● **WHAT THE TASK REQUIRES**
Pick out each line in the items below that contains the word "dark" and copy those lines.

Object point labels
= = = = =

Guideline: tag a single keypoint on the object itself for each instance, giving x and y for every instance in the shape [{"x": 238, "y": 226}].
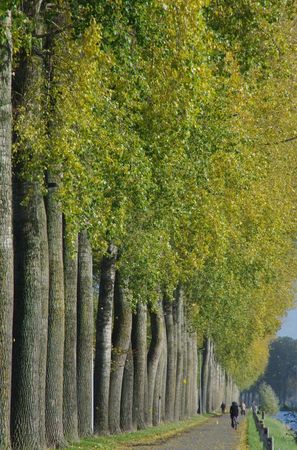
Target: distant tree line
[{"x": 148, "y": 152}]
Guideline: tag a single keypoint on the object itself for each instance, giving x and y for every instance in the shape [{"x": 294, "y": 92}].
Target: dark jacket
[{"x": 234, "y": 410}]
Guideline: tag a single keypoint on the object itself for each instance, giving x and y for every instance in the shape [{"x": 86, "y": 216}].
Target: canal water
[{"x": 289, "y": 418}]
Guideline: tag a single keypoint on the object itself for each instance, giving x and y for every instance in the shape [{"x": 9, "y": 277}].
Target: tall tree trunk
[
  {"x": 178, "y": 319},
  {"x": 189, "y": 385},
  {"x": 85, "y": 336},
  {"x": 205, "y": 373},
  {"x": 121, "y": 339},
  {"x": 6, "y": 245},
  {"x": 139, "y": 347},
  {"x": 103, "y": 341},
  {"x": 185, "y": 379},
  {"x": 27, "y": 319},
  {"x": 127, "y": 393},
  {"x": 164, "y": 374},
  {"x": 195, "y": 375},
  {"x": 70, "y": 421},
  {"x": 209, "y": 392},
  {"x": 171, "y": 361},
  {"x": 44, "y": 274},
  {"x": 56, "y": 324},
  {"x": 155, "y": 350},
  {"x": 157, "y": 394}
]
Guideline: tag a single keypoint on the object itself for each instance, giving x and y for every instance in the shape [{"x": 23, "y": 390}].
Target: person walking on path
[
  {"x": 234, "y": 411},
  {"x": 215, "y": 434},
  {"x": 223, "y": 407},
  {"x": 242, "y": 408}
]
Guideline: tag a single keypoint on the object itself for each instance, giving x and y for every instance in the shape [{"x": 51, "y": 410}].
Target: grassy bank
[
  {"x": 149, "y": 436},
  {"x": 254, "y": 442},
  {"x": 283, "y": 437}
]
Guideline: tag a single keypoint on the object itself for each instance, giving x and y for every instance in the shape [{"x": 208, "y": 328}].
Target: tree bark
[
  {"x": 6, "y": 244},
  {"x": 205, "y": 372},
  {"x": 103, "y": 341},
  {"x": 127, "y": 393},
  {"x": 85, "y": 336},
  {"x": 70, "y": 421},
  {"x": 178, "y": 319},
  {"x": 56, "y": 324},
  {"x": 27, "y": 319},
  {"x": 171, "y": 361},
  {"x": 44, "y": 274},
  {"x": 121, "y": 339},
  {"x": 139, "y": 347},
  {"x": 155, "y": 350}
]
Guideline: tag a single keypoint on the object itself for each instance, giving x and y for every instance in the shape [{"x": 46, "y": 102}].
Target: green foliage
[
  {"x": 171, "y": 124},
  {"x": 282, "y": 368},
  {"x": 268, "y": 399},
  {"x": 254, "y": 441}
]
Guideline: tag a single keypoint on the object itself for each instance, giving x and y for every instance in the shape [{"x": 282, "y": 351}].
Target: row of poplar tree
[{"x": 147, "y": 155}]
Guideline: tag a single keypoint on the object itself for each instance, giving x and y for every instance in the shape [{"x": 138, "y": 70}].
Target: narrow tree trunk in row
[
  {"x": 70, "y": 423},
  {"x": 139, "y": 347},
  {"x": 27, "y": 318},
  {"x": 200, "y": 381},
  {"x": 164, "y": 374},
  {"x": 6, "y": 245},
  {"x": 189, "y": 385},
  {"x": 178, "y": 319},
  {"x": 171, "y": 361},
  {"x": 44, "y": 274},
  {"x": 185, "y": 379},
  {"x": 209, "y": 392},
  {"x": 56, "y": 326},
  {"x": 85, "y": 330},
  {"x": 195, "y": 375},
  {"x": 127, "y": 393},
  {"x": 103, "y": 341},
  {"x": 205, "y": 373},
  {"x": 157, "y": 395},
  {"x": 153, "y": 358},
  {"x": 121, "y": 339}
]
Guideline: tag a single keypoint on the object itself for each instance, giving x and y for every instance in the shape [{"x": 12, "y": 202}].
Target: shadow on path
[{"x": 215, "y": 434}]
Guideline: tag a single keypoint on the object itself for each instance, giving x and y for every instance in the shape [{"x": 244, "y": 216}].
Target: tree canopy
[{"x": 172, "y": 126}]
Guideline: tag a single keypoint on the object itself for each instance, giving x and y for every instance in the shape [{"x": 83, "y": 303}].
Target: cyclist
[{"x": 234, "y": 411}]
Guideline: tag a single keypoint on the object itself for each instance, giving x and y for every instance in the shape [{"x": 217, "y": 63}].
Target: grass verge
[
  {"x": 243, "y": 429},
  {"x": 148, "y": 436},
  {"x": 253, "y": 438},
  {"x": 283, "y": 437}
]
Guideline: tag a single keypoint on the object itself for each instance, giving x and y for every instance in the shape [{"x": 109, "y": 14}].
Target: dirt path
[{"x": 216, "y": 434}]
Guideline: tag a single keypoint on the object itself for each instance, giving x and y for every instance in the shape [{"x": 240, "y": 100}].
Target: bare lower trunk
[
  {"x": 121, "y": 339},
  {"x": 6, "y": 245},
  {"x": 56, "y": 328},
  {"x": 171, "y": 361},
  {"x": 85, "y": 336},
  {"x": 44, "y": 273},
  {"x": 205, "y": 374},
  {"x": 127, "y": 394},
  {"x": 103, "y": 342},
  {"x": 194, "y": 408},
  {"x": 27, "y": 319},
  {"x": 178, "y": 319},
  {"x": 157, "y": 336},
  {"x": 139, "y": 347},
  {"x": 70, "y": 423}
]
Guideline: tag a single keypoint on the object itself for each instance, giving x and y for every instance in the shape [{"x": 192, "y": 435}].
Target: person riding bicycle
[{"x": 234, "y": 411}]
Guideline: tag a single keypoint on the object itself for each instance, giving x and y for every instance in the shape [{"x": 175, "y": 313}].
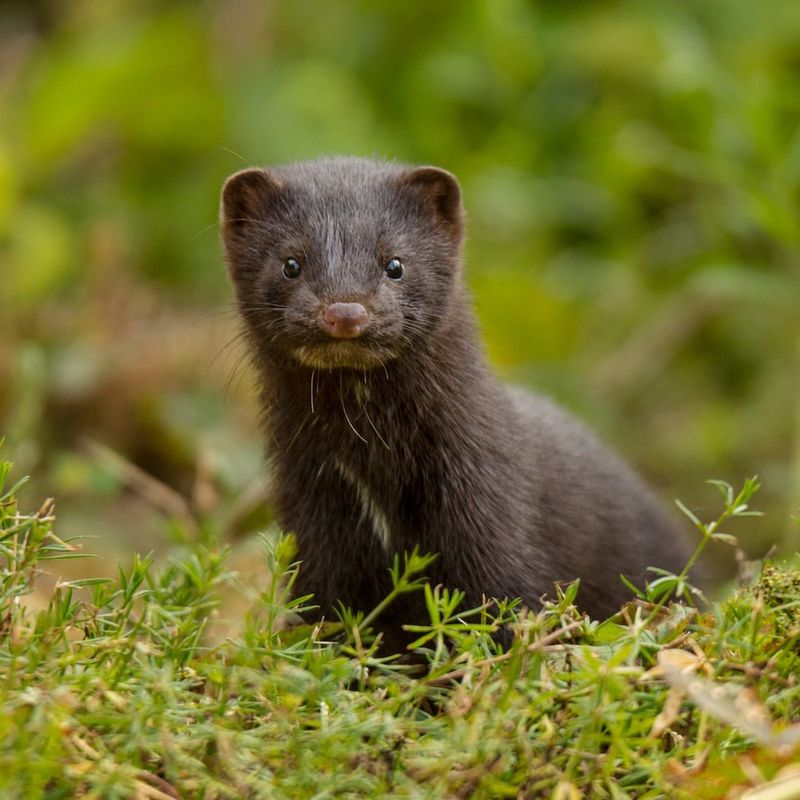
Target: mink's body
[{"x": 387, "y": 430}]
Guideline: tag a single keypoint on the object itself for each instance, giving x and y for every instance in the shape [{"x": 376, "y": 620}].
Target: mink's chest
[{"x": 373, "y": 453}]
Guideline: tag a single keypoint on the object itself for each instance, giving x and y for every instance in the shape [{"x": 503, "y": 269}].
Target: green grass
[{"x": 116, "y": 689}]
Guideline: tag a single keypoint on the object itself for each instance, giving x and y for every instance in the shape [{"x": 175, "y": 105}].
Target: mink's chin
[{"x": 342, "y": 354}]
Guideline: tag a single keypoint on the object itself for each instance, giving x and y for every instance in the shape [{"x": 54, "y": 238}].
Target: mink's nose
[{"x": 345, "y": 320}]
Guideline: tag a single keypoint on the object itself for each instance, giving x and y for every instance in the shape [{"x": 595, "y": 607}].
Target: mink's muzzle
[{"x": 344, "y": 320}]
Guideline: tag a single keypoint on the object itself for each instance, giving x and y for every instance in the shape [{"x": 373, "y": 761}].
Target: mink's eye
[
  {"x": 291, "y": 268},
  {"x": 395, "y": 269}
]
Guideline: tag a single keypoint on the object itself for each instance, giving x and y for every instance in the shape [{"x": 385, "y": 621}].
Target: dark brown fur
[{"x": 402, "y": 438}]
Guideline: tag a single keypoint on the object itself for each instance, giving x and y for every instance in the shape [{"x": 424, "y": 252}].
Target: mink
[{"x": 385, "y": 427}]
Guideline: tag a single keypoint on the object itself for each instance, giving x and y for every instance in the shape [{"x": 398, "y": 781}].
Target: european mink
[{"x": 387, "y": 430}]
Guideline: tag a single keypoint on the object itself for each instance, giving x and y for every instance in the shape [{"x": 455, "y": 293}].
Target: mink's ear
[
  {"x": 247, "y": 197},
  {"x": 440, "y": 193}
]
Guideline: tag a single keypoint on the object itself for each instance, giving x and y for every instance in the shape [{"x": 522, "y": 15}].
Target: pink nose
[{"x": 345, "y": 320}]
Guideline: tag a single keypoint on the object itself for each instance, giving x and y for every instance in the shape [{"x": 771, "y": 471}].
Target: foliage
[
  {"x": 631, "y": 172},
  {"x": 116, "y": 689}
]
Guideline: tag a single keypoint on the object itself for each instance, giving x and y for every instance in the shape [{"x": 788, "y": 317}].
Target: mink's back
[{"x": 598, "y": 519}]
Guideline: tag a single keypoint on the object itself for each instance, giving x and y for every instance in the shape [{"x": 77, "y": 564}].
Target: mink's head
[{"x": 343, "y": 262}]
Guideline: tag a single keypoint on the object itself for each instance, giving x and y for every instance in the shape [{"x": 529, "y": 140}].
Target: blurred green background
[{"x": 632, "y": 178}]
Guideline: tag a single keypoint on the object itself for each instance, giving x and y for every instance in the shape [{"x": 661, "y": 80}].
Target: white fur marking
[{"x": 370, "y": 512}]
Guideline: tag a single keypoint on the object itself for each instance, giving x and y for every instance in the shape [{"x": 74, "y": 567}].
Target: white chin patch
[{"x": 336, "y": 355}]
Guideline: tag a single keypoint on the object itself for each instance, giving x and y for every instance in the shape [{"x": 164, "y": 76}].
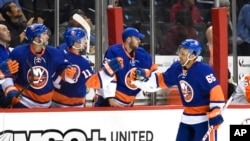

= = = = =

● **RESPONSE FOR THIS EXERCISE**
Target: dark jacket
Target: dark brown fur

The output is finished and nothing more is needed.